**The problem:**
Find each line below where the word "leather" occurs, and copy it.
(Beginning of Entries shown)
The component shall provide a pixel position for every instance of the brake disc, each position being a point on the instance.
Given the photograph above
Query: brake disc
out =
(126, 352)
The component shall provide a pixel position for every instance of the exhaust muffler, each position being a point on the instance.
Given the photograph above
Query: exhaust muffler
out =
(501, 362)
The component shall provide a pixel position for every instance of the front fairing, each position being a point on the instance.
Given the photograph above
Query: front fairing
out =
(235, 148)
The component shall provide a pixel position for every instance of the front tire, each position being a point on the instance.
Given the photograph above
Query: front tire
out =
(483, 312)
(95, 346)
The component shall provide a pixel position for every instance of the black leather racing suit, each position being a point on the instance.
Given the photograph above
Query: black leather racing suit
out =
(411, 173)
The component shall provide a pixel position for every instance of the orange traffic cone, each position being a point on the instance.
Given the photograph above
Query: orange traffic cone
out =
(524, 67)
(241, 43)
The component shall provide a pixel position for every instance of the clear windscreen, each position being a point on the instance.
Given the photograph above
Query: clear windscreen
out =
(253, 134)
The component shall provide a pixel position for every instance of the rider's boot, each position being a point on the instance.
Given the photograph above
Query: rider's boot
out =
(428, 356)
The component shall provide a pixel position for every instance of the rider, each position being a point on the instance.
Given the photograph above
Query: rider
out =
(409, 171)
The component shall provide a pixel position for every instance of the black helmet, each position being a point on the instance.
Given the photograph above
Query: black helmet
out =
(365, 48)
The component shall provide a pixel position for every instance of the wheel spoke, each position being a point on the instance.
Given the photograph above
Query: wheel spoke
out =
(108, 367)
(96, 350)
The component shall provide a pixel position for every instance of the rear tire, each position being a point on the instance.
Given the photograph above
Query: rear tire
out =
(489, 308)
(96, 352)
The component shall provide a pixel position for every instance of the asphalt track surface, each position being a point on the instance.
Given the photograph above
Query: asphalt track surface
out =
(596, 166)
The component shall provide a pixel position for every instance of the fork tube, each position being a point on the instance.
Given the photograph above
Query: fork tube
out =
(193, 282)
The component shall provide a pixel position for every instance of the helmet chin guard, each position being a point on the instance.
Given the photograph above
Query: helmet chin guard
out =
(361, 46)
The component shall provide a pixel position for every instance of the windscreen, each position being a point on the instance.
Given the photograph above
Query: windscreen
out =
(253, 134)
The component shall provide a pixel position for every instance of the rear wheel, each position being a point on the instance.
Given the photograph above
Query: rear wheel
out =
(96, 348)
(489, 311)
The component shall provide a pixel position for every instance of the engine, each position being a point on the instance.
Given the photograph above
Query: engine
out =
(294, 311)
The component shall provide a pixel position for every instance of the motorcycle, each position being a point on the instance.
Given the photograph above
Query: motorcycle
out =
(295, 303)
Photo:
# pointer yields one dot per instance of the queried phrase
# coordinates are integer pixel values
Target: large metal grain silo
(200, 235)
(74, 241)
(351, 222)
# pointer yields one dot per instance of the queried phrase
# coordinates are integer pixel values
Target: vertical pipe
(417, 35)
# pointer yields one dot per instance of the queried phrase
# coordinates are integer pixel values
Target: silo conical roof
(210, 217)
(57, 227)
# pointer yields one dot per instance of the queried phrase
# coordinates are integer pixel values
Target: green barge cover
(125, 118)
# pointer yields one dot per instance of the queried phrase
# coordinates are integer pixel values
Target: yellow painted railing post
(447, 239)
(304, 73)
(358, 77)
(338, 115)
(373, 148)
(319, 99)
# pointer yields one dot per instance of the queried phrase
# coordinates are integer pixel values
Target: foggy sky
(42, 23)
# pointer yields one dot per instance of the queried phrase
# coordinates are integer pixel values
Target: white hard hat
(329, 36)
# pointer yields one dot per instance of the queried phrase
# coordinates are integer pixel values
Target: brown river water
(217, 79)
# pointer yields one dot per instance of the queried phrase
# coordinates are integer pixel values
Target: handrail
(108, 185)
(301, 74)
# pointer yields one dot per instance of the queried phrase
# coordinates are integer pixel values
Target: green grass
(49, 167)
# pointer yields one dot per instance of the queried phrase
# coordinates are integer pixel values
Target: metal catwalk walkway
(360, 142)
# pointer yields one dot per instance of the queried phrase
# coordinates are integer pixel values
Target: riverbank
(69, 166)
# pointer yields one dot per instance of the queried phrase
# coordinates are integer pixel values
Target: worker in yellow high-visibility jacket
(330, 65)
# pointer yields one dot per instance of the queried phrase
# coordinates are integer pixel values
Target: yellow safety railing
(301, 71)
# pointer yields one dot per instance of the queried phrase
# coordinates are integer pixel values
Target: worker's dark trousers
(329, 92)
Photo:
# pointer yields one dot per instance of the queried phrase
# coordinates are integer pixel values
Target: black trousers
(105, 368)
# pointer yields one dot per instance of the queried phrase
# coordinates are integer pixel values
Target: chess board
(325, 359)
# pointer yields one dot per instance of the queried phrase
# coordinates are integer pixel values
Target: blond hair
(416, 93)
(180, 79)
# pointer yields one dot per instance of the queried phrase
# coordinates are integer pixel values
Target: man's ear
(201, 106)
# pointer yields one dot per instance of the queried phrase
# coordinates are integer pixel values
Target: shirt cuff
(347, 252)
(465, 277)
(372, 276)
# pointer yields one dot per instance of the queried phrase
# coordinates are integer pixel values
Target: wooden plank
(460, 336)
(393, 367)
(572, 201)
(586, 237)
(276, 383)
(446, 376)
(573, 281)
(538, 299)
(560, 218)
(End of Entries shown)
**Answer below:**
The component shall provide a pixel position for every instance of the black leather racing suit, each position being a point on the instance.
Query: black leather racing suit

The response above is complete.